# WHAT YOU WILL DO
Search the material below for the word "sports" and copy every line in which it occurs.
** DATA PROVIDED follows **
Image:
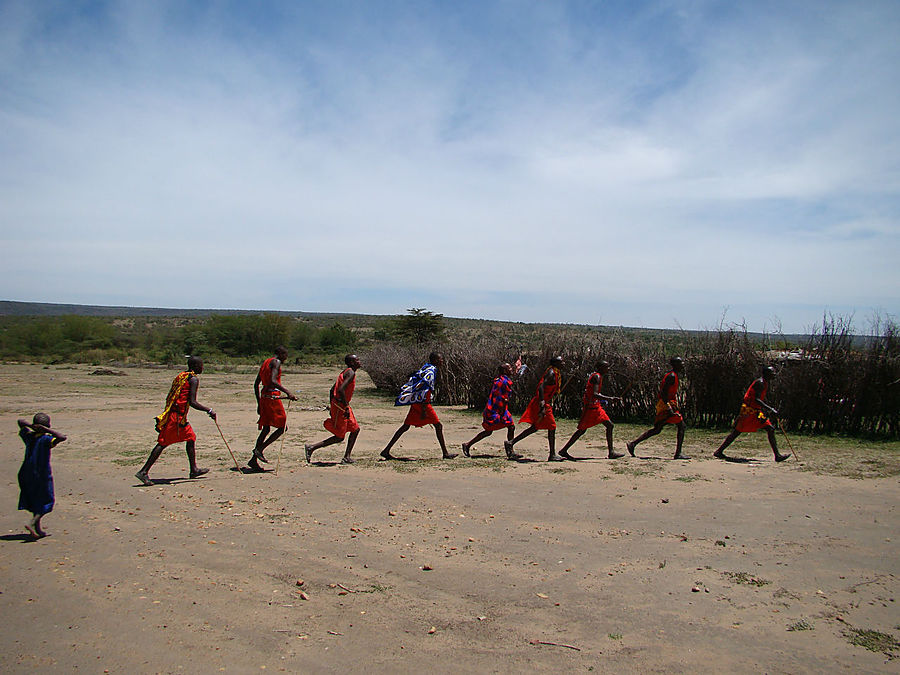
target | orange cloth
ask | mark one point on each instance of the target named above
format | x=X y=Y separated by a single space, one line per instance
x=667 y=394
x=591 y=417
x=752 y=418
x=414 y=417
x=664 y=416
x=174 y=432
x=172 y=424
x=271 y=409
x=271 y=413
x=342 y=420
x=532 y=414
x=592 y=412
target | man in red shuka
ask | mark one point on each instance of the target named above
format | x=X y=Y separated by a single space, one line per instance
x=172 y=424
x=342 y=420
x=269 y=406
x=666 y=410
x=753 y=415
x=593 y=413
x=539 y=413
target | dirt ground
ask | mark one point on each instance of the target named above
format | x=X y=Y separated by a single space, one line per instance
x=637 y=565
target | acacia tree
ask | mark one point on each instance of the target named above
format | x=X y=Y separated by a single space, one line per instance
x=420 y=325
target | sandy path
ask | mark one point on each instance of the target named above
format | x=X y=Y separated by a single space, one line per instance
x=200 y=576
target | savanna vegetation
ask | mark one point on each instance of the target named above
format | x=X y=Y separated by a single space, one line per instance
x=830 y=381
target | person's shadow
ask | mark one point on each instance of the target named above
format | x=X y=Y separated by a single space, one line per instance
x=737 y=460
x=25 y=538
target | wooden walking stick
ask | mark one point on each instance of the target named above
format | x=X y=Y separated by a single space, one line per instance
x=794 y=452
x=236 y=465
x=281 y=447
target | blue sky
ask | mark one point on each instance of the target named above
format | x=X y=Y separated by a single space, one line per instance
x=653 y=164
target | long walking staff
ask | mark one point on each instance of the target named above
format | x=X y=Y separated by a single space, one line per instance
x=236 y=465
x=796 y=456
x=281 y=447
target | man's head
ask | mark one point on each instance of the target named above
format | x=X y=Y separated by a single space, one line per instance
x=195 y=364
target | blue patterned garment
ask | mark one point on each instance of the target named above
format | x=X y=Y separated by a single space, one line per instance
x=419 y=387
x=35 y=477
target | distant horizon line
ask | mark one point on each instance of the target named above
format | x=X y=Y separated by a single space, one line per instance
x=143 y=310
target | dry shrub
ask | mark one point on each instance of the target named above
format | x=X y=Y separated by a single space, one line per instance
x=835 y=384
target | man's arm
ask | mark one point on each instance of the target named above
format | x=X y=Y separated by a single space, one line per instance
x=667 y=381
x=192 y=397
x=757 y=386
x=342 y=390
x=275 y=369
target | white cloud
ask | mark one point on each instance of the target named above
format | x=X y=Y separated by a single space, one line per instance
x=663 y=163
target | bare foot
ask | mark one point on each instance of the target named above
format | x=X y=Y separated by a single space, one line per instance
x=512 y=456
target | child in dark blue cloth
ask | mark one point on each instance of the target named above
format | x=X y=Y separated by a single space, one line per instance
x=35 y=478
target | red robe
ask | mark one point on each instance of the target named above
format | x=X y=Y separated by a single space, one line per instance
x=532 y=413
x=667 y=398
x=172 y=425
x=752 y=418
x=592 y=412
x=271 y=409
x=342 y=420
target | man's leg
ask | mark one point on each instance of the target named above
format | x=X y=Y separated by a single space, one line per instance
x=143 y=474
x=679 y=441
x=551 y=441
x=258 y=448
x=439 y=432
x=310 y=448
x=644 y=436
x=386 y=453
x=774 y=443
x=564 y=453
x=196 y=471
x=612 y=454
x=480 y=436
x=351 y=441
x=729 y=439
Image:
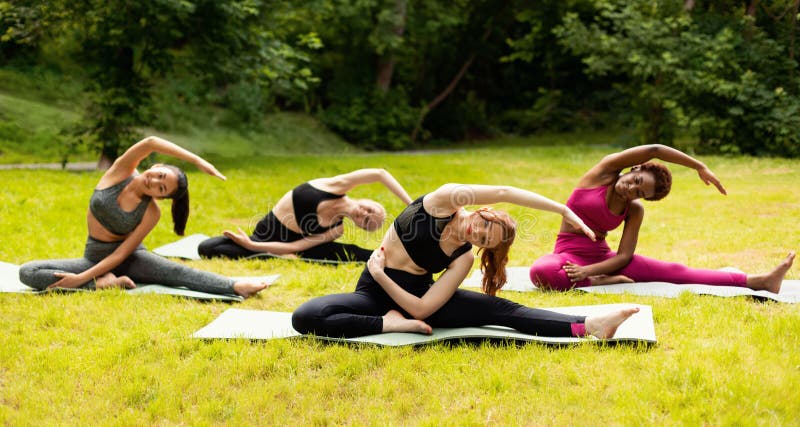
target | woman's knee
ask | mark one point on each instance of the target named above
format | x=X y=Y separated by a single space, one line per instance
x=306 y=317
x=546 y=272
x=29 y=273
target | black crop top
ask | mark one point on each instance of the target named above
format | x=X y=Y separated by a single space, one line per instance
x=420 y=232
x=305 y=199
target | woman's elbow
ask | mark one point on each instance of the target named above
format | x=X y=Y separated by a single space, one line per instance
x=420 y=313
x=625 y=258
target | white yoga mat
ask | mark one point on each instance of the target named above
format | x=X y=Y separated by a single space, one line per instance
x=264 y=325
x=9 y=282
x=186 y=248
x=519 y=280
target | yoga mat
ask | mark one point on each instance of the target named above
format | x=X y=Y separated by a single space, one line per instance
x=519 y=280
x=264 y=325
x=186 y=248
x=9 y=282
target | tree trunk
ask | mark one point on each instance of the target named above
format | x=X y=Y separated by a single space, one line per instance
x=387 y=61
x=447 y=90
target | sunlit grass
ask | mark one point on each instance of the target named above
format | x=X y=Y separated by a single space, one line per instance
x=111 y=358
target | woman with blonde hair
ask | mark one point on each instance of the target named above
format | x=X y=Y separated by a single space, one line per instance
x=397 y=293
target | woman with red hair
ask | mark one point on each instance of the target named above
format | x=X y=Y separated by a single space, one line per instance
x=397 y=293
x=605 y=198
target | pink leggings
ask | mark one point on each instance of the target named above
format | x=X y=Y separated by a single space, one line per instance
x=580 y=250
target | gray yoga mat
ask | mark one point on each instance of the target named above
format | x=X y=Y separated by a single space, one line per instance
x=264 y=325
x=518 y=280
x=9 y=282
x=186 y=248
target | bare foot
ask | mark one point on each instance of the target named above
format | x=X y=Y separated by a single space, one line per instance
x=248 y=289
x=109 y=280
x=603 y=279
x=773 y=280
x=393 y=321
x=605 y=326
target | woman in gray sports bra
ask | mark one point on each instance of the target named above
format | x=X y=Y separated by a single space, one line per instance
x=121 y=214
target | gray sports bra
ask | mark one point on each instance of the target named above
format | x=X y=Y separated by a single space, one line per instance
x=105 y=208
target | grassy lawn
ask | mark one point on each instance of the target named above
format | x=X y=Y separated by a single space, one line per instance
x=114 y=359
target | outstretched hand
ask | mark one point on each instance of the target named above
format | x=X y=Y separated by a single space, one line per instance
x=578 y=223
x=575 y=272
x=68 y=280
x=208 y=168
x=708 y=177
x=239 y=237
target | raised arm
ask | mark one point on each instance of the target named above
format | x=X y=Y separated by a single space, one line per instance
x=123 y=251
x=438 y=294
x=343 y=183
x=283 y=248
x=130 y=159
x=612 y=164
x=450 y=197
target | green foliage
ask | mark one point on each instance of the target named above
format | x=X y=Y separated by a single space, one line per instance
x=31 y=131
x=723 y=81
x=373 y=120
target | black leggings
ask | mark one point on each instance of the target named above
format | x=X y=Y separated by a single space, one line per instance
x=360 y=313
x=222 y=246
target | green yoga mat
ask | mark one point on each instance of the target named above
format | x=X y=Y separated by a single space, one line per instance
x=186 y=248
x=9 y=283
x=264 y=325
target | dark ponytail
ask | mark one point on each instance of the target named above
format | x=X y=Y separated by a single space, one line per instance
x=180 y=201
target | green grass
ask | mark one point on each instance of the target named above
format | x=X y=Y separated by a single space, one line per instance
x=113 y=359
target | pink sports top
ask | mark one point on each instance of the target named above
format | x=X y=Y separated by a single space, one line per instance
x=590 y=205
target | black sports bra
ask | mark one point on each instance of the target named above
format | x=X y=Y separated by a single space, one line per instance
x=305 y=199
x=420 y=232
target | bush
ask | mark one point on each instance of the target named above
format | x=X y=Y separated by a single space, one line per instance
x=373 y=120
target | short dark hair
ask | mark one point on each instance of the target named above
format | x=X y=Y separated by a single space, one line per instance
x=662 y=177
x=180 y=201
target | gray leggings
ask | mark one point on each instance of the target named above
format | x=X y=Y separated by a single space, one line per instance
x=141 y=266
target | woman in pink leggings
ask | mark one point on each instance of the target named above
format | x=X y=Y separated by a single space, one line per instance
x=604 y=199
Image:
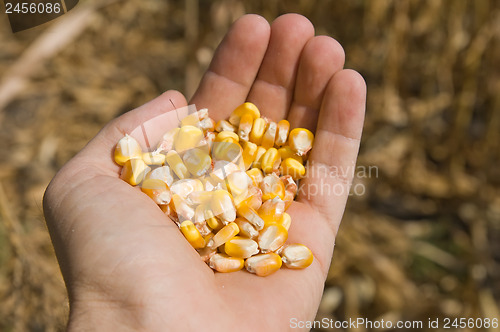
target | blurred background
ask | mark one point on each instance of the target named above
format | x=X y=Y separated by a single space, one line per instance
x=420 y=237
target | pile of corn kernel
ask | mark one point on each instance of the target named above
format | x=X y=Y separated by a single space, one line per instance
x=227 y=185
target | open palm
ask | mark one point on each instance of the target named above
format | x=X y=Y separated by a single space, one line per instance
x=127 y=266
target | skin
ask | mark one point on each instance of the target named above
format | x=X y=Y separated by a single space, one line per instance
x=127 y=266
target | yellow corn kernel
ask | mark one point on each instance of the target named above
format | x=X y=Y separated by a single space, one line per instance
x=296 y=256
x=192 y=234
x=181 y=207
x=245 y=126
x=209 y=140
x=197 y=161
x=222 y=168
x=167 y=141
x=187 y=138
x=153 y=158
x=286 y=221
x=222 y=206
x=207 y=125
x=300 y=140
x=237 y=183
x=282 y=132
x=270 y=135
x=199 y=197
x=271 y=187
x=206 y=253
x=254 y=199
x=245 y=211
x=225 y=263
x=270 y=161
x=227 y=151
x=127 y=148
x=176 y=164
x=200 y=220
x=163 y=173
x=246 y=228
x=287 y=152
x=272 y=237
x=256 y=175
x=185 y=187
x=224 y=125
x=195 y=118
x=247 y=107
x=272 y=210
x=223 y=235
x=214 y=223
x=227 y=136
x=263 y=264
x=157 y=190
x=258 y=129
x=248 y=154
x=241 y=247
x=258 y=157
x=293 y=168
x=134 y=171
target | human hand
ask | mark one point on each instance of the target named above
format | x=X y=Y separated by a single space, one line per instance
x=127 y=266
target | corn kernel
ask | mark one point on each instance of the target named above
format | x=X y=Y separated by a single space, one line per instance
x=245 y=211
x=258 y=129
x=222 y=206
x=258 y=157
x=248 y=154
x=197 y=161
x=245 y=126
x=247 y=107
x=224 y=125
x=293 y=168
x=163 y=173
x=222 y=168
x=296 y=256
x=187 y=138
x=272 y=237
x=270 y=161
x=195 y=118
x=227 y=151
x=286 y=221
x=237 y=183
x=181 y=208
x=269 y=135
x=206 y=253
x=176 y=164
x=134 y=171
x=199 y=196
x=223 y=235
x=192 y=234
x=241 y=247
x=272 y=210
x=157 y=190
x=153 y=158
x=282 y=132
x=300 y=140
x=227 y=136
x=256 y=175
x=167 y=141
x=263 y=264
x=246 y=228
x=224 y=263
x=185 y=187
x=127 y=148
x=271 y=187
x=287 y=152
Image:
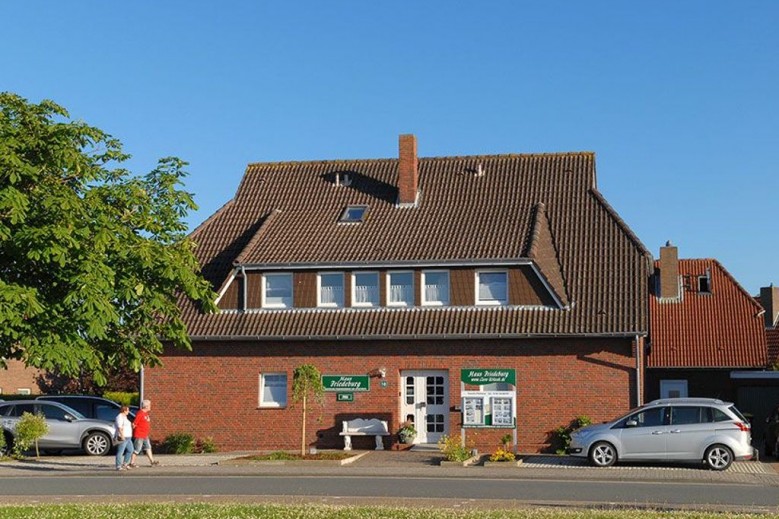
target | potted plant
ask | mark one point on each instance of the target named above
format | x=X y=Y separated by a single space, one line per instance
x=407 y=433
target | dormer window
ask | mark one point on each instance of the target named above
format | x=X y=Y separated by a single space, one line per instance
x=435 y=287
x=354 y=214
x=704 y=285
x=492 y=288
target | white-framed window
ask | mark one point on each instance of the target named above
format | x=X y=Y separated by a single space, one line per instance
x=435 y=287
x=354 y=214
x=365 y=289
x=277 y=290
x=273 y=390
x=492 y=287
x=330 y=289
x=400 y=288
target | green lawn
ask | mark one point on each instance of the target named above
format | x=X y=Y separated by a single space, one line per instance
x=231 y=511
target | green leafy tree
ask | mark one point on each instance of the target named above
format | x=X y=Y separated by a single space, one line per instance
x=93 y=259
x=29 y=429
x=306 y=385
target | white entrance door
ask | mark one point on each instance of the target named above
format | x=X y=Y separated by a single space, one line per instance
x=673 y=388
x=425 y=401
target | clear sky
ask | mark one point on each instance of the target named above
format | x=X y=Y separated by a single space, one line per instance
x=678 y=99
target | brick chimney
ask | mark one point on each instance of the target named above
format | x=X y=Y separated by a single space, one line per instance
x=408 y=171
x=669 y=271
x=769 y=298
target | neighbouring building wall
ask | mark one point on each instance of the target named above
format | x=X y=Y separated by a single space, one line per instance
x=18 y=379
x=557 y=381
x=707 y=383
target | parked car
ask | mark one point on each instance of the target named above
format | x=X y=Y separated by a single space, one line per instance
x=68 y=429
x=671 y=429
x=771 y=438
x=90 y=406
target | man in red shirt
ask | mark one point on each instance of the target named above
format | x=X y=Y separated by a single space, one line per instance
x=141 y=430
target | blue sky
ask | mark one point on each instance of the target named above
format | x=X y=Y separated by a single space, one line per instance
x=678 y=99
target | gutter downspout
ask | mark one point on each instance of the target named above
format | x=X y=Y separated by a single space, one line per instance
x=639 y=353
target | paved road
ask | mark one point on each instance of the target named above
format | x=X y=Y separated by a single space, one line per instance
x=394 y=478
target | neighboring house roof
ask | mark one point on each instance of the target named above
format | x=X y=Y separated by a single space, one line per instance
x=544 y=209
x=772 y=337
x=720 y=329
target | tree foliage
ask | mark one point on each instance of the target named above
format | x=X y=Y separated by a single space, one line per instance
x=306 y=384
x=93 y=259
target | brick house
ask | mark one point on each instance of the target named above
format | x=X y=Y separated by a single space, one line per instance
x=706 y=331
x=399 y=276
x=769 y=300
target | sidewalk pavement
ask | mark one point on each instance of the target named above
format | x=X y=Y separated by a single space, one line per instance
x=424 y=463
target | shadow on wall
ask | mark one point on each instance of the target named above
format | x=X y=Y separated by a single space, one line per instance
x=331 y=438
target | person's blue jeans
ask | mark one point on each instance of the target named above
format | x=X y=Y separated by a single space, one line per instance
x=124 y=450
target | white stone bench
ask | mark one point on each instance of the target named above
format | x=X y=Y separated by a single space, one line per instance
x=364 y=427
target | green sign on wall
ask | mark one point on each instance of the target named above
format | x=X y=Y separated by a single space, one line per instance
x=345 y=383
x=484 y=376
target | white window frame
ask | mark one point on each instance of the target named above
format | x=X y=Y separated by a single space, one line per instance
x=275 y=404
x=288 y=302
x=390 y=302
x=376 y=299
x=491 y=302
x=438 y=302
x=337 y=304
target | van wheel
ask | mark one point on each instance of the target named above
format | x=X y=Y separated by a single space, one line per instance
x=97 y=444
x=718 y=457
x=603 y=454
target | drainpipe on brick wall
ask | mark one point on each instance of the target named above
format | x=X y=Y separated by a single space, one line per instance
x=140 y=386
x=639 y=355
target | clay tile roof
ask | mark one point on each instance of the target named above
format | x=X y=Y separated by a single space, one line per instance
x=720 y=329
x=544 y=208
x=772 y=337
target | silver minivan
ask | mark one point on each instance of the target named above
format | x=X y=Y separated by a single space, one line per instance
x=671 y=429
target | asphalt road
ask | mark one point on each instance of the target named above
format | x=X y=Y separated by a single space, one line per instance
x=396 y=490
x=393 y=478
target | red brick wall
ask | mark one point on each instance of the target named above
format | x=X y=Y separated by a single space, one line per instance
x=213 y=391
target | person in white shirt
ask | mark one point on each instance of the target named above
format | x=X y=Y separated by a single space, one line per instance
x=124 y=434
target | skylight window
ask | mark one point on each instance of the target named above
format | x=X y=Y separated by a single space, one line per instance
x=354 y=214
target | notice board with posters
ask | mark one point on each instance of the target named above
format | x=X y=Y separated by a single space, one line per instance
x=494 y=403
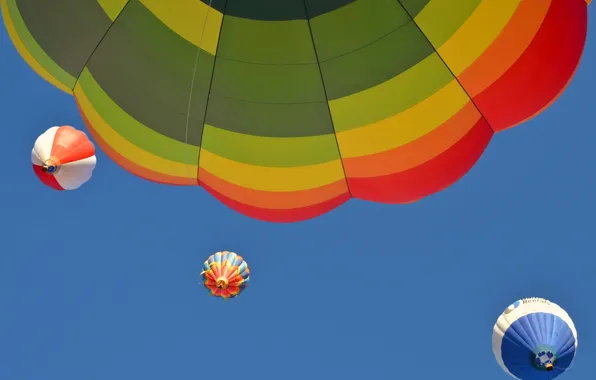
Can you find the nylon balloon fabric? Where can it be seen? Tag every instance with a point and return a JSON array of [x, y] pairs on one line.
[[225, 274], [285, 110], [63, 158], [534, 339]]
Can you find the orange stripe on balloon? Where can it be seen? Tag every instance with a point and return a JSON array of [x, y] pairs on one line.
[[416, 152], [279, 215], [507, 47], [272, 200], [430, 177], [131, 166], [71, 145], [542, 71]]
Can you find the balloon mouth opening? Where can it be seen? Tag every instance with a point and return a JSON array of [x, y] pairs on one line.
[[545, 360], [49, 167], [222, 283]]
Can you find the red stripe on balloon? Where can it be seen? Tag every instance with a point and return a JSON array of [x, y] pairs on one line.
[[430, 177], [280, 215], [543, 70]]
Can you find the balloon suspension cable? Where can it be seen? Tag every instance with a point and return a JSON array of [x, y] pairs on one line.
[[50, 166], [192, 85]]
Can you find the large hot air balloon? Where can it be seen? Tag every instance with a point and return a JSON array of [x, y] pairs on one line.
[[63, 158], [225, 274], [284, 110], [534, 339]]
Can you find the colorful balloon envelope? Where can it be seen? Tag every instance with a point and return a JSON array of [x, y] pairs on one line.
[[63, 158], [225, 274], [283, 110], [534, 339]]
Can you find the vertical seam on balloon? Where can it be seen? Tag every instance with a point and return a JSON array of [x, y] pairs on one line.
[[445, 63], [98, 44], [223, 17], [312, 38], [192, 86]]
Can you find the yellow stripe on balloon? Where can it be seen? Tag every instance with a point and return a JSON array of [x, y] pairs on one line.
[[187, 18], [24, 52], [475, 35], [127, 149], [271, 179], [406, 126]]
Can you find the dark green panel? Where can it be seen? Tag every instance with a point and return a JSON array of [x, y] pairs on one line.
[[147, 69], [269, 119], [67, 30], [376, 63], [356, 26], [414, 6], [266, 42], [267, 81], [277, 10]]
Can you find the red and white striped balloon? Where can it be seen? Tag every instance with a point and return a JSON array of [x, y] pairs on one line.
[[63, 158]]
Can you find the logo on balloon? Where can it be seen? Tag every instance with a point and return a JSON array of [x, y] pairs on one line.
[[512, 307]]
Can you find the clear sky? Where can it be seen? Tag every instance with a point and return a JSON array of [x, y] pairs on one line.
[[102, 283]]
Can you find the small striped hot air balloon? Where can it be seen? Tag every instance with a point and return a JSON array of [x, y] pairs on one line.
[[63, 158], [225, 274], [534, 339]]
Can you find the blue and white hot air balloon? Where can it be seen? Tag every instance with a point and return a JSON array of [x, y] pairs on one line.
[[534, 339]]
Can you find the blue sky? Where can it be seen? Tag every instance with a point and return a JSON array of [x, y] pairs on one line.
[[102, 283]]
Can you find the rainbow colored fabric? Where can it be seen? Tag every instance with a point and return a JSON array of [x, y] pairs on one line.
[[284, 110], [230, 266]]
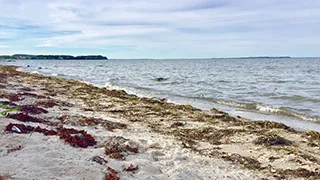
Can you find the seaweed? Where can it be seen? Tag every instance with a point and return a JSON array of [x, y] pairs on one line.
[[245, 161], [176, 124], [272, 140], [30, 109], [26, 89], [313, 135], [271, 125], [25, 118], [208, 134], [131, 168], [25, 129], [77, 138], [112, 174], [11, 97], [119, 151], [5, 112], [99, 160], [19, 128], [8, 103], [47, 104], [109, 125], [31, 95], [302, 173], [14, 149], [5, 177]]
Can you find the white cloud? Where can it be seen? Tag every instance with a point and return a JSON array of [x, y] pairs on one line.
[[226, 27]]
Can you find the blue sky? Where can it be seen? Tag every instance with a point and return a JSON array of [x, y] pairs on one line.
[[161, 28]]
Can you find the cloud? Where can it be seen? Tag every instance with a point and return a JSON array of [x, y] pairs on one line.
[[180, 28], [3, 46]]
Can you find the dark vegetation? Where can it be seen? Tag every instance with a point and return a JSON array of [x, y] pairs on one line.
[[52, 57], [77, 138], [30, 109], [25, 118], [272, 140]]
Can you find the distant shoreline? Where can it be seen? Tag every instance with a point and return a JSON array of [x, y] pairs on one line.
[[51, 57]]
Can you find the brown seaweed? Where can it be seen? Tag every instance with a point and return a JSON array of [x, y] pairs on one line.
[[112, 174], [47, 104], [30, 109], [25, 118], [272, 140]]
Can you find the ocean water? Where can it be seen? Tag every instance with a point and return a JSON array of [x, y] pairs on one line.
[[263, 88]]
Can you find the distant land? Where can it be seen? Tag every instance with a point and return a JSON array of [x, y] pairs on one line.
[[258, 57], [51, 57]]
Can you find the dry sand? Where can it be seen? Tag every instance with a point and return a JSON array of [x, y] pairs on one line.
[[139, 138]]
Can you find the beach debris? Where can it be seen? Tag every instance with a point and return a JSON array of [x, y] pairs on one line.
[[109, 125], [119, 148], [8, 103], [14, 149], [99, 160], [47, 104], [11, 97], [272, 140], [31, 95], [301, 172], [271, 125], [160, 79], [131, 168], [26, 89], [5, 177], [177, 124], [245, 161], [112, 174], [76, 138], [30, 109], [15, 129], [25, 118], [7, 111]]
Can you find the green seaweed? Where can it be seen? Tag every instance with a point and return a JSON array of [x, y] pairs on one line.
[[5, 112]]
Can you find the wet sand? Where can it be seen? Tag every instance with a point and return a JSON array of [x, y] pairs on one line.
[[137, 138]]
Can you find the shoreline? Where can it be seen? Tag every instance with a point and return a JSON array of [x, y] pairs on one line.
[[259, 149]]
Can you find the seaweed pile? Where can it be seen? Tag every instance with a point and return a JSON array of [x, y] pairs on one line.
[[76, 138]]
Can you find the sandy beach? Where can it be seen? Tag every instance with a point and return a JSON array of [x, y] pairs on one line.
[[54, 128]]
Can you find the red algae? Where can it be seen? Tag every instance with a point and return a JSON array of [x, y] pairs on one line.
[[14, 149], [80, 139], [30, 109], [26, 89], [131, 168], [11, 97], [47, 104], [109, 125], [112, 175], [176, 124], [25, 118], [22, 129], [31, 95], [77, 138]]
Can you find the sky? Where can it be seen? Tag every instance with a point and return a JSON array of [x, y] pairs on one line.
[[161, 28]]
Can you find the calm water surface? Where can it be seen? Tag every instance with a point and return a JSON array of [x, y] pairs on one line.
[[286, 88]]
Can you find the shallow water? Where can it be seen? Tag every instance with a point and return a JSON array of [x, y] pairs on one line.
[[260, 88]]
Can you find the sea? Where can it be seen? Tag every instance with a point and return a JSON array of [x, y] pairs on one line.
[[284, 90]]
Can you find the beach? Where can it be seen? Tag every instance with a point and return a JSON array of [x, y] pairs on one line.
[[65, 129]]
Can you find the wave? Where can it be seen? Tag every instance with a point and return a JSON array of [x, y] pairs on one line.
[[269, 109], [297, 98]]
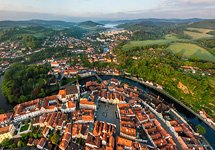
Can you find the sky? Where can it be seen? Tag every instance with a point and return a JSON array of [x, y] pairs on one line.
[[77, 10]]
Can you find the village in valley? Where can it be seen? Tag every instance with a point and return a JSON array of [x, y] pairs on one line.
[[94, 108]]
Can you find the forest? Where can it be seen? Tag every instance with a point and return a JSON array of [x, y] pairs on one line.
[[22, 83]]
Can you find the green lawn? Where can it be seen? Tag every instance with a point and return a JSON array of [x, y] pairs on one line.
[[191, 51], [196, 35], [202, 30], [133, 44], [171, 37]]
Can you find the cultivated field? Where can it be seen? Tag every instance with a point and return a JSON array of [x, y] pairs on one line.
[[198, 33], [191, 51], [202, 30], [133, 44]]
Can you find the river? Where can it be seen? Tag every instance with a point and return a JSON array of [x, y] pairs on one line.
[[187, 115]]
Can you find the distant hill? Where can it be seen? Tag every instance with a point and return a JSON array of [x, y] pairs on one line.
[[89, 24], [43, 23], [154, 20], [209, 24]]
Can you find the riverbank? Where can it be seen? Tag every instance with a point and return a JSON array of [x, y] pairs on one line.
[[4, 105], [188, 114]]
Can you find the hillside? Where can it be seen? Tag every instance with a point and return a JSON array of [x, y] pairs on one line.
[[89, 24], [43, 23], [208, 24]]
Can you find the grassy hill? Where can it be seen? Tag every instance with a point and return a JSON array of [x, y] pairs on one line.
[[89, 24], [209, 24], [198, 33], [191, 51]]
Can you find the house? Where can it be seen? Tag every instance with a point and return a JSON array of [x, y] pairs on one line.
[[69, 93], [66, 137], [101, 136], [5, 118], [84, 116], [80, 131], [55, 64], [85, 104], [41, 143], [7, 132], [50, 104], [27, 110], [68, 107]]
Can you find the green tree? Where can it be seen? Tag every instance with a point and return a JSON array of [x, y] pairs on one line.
** End of DATA PROVIDED **
# EXERCISE RESPONSE
target | woman in gray sports bra
target | gray sports bra
target | pink sports top
target | black sports bra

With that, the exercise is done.